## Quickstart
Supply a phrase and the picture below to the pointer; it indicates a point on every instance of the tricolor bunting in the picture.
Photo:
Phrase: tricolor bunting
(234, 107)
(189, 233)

· · · ·

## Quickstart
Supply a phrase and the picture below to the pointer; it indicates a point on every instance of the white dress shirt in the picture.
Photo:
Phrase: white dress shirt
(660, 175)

· · · ·

**Work task**
What belongs in the answer is each line of the data that has the word "every".

**Output of the exercise**
Supply a phrase and the picture below to the pointer; it indicates a point on every instance of the tricolor bunting in the picture.
Supply a phrase and the picture below to the pointer; it indicates a point on every instance of the white dress shirt in the picture.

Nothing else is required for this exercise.